▸ **ИСХОДНЫЙ ТЕКСТ**
23 августа 1830 г Пушкин посетил могилу Сумарокова в Донском монастыре, это произошло сразу после похорон Василия Львовича Пушкина. Буквально через неделю Пушкин отправится в Бол-дино, и первым написанным в родовом имении стихотворением станут зимние «Бесы». По гениальной догадке В. Вацуро, пушкинские «Бесы» навеяны сумароковским стихотворением «Фею и Борей»:
Борей мой дует, Борей мой плюет...
Не следует искать в «Бесах» поэтической полемики с Сумароковым, но, вероятно, посещение могилы всеми забытого поэта воскресило строки из стихотворения поэта.
Осенью 1830 г. пишется разбор драмы М. Погодина «Марфа Посадница». В начале статьи Пушкин излагает свои взгляды на драматическое искусство, сложившиеся в период его работы над «Борисом Годуновым»: «.явился Сумароков, несчастнейший из подражателей. Трагедии его, исполненные противусмыслия, писанные варварским изнеженным языком, нравились двору Елисаветы... Сии вялые, холодные произведения не могли иметь никакого влияния на народное пристрастие» [т. 6, с. 363]. Негативные оценки связаны с предметом размышлений - русская драматургия в целом и Сумароков в частности отстояли от площадной драмы, в которой Пушкин видел живительные силы. Площадная народная культура противопоставлена официальной придворной. Отрыв от почвы неминуемо оборачивался, с одной стороны, жалким подражанием Западу, с другой - возникновением «варварского изнеженного» языка. Ошибка русского классицизма, идейным выразителем которого был Сумароков, - в уходе от истоков собственной культуры. Первозадача, стоящая перед Пушкиным, - преображение «варварского» слога, выявление его внутренних потенций, что, в конечном итоге, обеспечивало органичное развитие русской словесности.

▸ **УСЛОВИЯ ЗАДАНИЯ**
• a. Переведите на английский язык предложение из отрывка о Пушкине и Сумарокове: «Площадная народная культура противопоставлена официальной придворной».
• b. Перечислите все литературные произведения, названия которых упоминаются в отрывке о Пушкине и Сумарокове.
• c. Продолжите отрывок о Пушкине и Сумарокове, начав сразу после его последнего предложения.
Записи никак не связаны с отрывком о Пушкине и Сумарокове.

▸ **ИСХОДНЫЕ ДАННЫЕ**
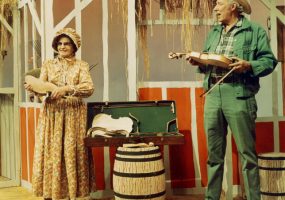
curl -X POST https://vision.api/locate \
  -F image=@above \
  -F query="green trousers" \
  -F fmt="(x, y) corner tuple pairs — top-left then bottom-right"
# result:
(204, 83), (260, 200)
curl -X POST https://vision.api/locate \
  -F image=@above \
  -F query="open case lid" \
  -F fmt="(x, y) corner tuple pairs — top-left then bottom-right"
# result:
(85, 101), (184, 146)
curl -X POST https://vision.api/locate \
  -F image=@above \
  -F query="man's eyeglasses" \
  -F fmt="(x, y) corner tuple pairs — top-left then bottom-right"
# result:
(57, 42), (71, 46)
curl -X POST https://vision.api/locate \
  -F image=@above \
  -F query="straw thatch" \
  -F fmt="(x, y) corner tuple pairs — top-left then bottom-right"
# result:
(0, 0), (17, 59)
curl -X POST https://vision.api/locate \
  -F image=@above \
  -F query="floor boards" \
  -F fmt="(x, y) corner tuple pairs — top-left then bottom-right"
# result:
(0, 187), (245, 200)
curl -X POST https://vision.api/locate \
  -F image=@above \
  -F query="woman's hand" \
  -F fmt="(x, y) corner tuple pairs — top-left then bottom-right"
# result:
(50, 86), (69, 99)
(24, 83), (33, 92)
(229, 57), (252, 73)
(50, 85), (73, 99)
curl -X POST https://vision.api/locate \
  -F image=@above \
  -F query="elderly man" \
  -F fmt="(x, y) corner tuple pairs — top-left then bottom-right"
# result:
(189, 0), (277, 200)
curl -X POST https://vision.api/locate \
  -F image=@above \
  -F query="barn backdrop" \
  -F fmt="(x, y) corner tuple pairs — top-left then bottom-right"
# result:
(0, 0), (285, 199)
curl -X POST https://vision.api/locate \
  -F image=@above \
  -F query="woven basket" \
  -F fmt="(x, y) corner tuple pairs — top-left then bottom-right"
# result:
(258, 153), (285, 200)
(113, 146), (165, 200)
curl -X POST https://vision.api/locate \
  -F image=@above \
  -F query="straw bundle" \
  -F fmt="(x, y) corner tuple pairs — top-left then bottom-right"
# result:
(258, 153), (285, 200)
(113, 146), (165, 200)
(0, 0), (17, 59)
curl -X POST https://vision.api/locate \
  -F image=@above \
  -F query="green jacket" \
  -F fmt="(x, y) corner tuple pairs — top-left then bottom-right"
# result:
(198, 17), (277, 97)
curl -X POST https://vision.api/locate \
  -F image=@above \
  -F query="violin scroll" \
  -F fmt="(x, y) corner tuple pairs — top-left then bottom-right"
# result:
(168, 52), (186, 59)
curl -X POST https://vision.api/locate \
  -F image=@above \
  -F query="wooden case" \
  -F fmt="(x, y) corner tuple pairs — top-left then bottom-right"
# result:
(84, 101), (184, 147)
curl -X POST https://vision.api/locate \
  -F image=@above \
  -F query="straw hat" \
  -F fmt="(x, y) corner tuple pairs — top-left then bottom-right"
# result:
(52, 28), (81, 52)
(234, 0), (251, 14)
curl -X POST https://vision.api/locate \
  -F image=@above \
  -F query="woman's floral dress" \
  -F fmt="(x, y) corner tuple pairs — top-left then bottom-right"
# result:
(32, 57), (94, 200)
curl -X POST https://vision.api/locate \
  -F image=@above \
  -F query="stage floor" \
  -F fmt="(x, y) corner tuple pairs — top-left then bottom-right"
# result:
(0, 187), (242, 200)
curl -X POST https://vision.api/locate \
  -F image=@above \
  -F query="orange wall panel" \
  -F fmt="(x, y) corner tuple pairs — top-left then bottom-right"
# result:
(20, 108), (29, 181)
(195, 88), (208, 187)
(139, 88), (162, 101)
(279, 121), (285, 152)
(28, 108), (35, 181)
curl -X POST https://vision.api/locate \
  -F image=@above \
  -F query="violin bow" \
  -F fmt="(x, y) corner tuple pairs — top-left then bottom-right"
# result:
(200, 67), (236, 97)
(168, 52), (187, 59)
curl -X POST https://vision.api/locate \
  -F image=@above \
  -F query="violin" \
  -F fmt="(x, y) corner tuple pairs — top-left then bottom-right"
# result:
(168, 51), (237, 97)
(25, 75), (57, 96)
(168, 51), (234, 69)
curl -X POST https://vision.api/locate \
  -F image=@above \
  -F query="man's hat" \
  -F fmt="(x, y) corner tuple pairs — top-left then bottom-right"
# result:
(234, 0), (251, 14)
(52, 28), (81, 51)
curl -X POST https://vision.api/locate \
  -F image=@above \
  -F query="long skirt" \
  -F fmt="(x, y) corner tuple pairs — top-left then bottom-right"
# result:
(32, 97), (94, 200)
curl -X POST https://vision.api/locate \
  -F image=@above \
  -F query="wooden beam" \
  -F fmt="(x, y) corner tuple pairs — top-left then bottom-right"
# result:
(0, 14), (14, 35)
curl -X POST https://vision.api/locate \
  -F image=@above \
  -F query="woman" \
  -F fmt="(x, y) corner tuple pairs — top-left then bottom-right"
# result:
(25, 28), (94, 200)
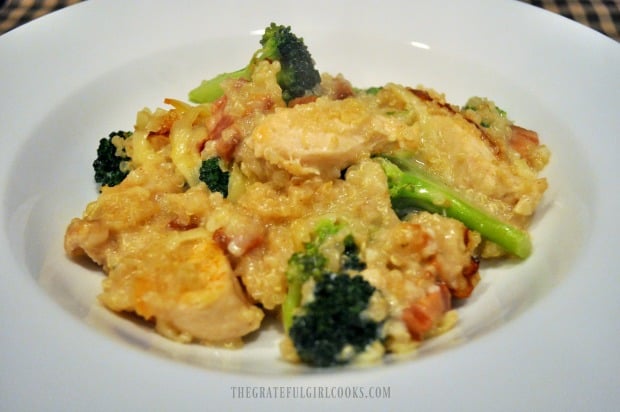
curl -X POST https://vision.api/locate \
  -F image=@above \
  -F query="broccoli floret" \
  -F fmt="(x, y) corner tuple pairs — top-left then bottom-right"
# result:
(93, 131), (132, 186)
(198, 156), (230, 197)
(377, 154), (532, 258)
(289, 273), (380, 367)
(189, 23), (321, 103)
(282, 221), (383, 367)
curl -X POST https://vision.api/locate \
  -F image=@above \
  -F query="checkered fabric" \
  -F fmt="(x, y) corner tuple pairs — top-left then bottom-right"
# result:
(0, 0), (620, 41)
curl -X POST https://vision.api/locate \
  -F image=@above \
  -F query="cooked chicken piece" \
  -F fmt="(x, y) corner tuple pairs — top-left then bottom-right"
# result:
(245, 98), (402, 178)
(100, 228), (263, 344)
(65, 170), (264, 344)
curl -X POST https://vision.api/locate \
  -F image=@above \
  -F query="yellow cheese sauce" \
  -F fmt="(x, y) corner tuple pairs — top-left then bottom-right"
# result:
(65, 61), (549, 360)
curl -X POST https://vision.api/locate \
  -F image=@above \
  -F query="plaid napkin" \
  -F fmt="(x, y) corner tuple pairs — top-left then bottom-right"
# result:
(0, 0), (620, 41)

▸ **ОТВЕТЫ ПО ЗАДАНИЯМ**
• a. Popular culture of the public square is set against official court culture.

• b. «Бесы», «Фею и Борей», «Марфа Посадница», «Борис Годунов»

• c.
Имя Сумарокова открывает «Путешествие из Москвы в Петербург» (1833 - 1835 гг.). Как и полагается путешественнику, герой Пушкина едет с книгой в руках: «Итак, собравшись в дорогу, зашел я к старому моему приятелю **, коего библиотекой привык я пользоваться. Я просил у него книгу скучную, но любопытную в каком бы то ни было отношении. <...> "Постой, - сказал мне **, - есть у меня для тебя книжка". С этим словом вынул он из-за полного собрания сочинений Александра Сумарокова и Михайла Хераскова книгу, по-видимому изданную в конце прошлого столетия. "Прошу беречь ее, - сказал он таинственным голосом. - Надеюсь, что ты вполне оценишь и оправдаешь мою доверенность". Я раскрыл ее и прочел заглавие: "Путешествие из Петербурга в Москву". С. П. Б. 1790 году» [15, т.6, с. 380]. По-видимому, Пушкину было хорошо известно «Полное собрание всех сочинений» Сумарокова в 10 частях, напечатанное в типографии Н.И. Новикова. Потаенный роман Радищева спрятан в библиотеке приятеля за корешками сочинений Сумарокова и Хераскова - поэтов, творчество которых противопоставлено радищевскому как легитимное.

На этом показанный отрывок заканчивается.